Task statement: Rewrite the rows between the lines holding "on the ceiling" and "point(201, 299)", inclusive, and keep the requests and their sample points unchanged. Multiply every coordinate in the answers by 2.15, rounding to whole numbers with halves rounded up.
## start Input data
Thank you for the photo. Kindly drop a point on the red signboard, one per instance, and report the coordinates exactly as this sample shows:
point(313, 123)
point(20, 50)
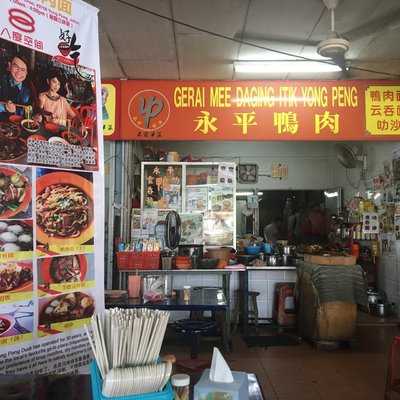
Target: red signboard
point(259, 110)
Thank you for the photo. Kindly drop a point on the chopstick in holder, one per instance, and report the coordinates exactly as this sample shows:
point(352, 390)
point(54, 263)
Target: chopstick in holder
point(96, 355)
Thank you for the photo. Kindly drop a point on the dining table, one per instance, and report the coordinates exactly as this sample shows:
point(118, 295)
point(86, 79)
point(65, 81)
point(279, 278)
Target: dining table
point(77, 387)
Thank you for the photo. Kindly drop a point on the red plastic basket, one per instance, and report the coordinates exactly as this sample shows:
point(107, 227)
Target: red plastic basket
point(123, 259)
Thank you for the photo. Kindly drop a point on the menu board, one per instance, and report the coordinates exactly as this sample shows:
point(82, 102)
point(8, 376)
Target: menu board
point(51, 184)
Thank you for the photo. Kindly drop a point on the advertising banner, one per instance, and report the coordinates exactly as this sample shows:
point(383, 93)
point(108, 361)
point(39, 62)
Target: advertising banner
point(51, 184)
point(259, 110)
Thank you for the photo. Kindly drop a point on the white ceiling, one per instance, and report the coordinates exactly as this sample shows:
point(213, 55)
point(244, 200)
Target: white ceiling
point(136, 45)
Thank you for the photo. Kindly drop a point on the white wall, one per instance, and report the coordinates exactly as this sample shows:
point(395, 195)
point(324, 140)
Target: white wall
point(377, 153)
point(309, 165)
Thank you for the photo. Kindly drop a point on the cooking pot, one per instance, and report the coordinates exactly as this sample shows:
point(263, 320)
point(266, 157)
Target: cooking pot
point(274, 260)
point(222, 253)
point(288, 250)
point(376, 296)
point(190, 250)
point(286, 259)
point(382, 309)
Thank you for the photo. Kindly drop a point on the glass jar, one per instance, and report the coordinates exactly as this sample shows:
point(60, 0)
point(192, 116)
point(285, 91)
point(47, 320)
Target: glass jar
point(180, 384)
point(186, 293)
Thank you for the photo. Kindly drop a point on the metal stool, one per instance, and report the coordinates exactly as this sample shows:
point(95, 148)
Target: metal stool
point(393, 371)
point(253, 309)
point(194, 329)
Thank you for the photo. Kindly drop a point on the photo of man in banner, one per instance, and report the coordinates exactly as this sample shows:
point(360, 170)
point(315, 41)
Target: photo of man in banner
point(48, 112)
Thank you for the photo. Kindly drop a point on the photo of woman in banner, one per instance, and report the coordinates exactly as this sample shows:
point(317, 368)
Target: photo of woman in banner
point(16, 92)
point(43, 99)
point(53, 106)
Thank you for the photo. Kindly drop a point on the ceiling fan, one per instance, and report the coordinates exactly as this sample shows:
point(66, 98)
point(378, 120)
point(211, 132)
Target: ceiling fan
point(335, 45)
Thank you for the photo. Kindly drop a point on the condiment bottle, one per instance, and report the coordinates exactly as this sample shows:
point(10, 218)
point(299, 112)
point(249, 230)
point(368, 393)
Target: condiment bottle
point(180, 384)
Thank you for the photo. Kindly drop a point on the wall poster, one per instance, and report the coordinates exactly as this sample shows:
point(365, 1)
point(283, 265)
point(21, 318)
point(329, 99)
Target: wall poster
point(51, 184)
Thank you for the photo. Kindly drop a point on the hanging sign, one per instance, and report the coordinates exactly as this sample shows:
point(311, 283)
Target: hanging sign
point(259, 110)
point(110, 92)
point(51, 183)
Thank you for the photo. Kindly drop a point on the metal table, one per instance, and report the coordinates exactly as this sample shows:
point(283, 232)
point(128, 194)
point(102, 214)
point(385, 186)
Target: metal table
point(225, 274)
point(244, 287)
point(74, 387)
point(201, 299)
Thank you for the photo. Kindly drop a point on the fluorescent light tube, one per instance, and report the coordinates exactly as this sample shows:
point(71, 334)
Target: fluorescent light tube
point(277, 66)
point(331, 194)
point(244, 194)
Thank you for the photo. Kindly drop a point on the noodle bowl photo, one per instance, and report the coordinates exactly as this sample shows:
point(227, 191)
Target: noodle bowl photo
point(64, 209)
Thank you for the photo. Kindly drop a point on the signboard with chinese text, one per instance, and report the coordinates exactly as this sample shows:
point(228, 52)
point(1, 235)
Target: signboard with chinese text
point(110, 92)
point(51, 183)
point(259, 110)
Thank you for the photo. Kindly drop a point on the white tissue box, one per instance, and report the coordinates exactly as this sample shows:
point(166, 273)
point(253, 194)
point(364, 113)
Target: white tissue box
point(208, 390)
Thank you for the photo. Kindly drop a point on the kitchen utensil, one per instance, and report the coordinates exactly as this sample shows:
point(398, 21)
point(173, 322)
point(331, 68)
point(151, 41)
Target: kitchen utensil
point(286, 259)
point(190, 250)
point(253, 250)
point(182, 262)
point(376, 296)
point(208, 263)
point(268, 248)
point(274, 260)
point(134, 282)
point(172, 230)
point(221, 253)
point(288, 250)
point(382, 309)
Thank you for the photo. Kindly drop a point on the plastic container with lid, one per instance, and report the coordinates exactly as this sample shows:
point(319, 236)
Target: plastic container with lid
point(186, 293)
point(180, 385)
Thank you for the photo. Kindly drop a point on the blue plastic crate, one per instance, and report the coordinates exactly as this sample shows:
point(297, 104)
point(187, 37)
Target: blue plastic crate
point(97, 386)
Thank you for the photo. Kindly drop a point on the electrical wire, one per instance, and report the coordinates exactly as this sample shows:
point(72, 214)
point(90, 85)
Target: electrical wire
point(356, 187)
point(244, 42)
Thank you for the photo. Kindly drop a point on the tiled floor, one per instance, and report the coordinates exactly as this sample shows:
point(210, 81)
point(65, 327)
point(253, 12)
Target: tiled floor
point(304, 373)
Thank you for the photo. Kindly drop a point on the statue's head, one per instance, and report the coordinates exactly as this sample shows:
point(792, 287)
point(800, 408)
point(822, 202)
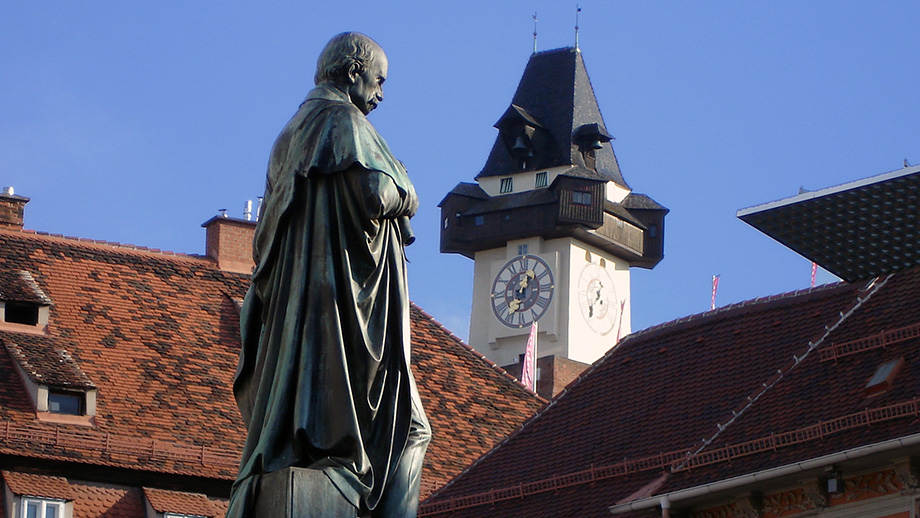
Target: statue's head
point(356, 65)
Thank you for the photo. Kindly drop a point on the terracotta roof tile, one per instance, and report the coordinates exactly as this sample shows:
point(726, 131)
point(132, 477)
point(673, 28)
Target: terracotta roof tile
point(28, 484)
point(19, 286)
point(196, 504)
point(723, 383)
point(95, 500)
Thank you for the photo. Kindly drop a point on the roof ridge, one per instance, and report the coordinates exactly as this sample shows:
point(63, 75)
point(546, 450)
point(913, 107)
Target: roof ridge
point(871, 289)
point(866, 417)
point(61, 439)
point(124, 247)
point(734, 306)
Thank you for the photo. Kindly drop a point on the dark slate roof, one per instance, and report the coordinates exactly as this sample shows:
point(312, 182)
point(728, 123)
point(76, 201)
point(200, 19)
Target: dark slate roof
point(856, 230)
point(738, 390)
point(555, 92)
point(157, 334)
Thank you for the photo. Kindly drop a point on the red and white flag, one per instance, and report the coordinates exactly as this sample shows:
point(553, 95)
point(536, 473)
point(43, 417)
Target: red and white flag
point(715, 288)
point(529, 370)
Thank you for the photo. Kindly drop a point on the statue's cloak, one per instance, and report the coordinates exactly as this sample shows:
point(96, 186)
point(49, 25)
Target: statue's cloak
point(324, 378)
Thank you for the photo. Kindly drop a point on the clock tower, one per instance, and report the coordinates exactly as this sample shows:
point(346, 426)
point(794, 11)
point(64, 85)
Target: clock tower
point(551, 224)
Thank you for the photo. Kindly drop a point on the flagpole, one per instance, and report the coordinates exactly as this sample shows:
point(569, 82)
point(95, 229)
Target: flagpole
point(715, 288)
point(529, 369)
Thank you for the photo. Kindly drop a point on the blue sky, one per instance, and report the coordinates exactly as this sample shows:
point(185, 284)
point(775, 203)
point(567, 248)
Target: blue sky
point(136, 121)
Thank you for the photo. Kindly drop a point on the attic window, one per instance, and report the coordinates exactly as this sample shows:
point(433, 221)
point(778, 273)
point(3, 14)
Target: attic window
point(66, 402)
point(884, 376)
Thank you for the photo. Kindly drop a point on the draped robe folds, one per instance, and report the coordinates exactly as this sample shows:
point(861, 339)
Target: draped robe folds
point(324, 380)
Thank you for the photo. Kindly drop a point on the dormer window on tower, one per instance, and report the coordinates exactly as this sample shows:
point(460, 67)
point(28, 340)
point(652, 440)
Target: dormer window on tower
point(523, 136)
point(590, 138)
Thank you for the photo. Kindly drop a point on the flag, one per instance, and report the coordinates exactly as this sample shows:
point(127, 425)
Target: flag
point(715, 288)
point(529, 370)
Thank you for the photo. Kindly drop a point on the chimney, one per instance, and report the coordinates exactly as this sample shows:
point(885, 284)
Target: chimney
## end Input data
The reply:
Thank you for the photo. Kindly drop a point on the ceiling fan, one per instance, and report the coordinates exactly as this sample shows:
point(66, 98)
point(378, 120)
point(211, 132)
Target: ceiling fan
point(720, 97)
Thank you for the photo. Kindly drop a point on the condiment bottle, one per instance, and report the coordinates exactly as this sample shows:
point(10, 218)
point(299, 112)
point(249, 230)
point(368, 393)
Target: condiment bottle
point(387, 826)
Thank you for the photo. Kindly drop a point on the wall poster, one per instance, and report the coordinates exactly as this sample shows:
point(365, 1)
point(283, 265)
point(21, 318)
point(329, 99)
Target: wall poster
point(110, 396)
Thank you for the photo. Kindly drop a point on the hanging sign, one per instance, and report the coordinates exactly as this sample shows:
point(311, 283)
Target: hanging sign
point(557, 237)
point(237, 198)
point(110, 393)
Thank you for the photo. Kindly drop a point on the metal table, one per instance, and report the coordinates exactly as this sample shows:
point(283, 232)
point(128, 194)
point(102, 214)
point(385, 186)
Target: metal table
point(484, 589)
point(525, 617)
point(159, 832)
point(432, 643)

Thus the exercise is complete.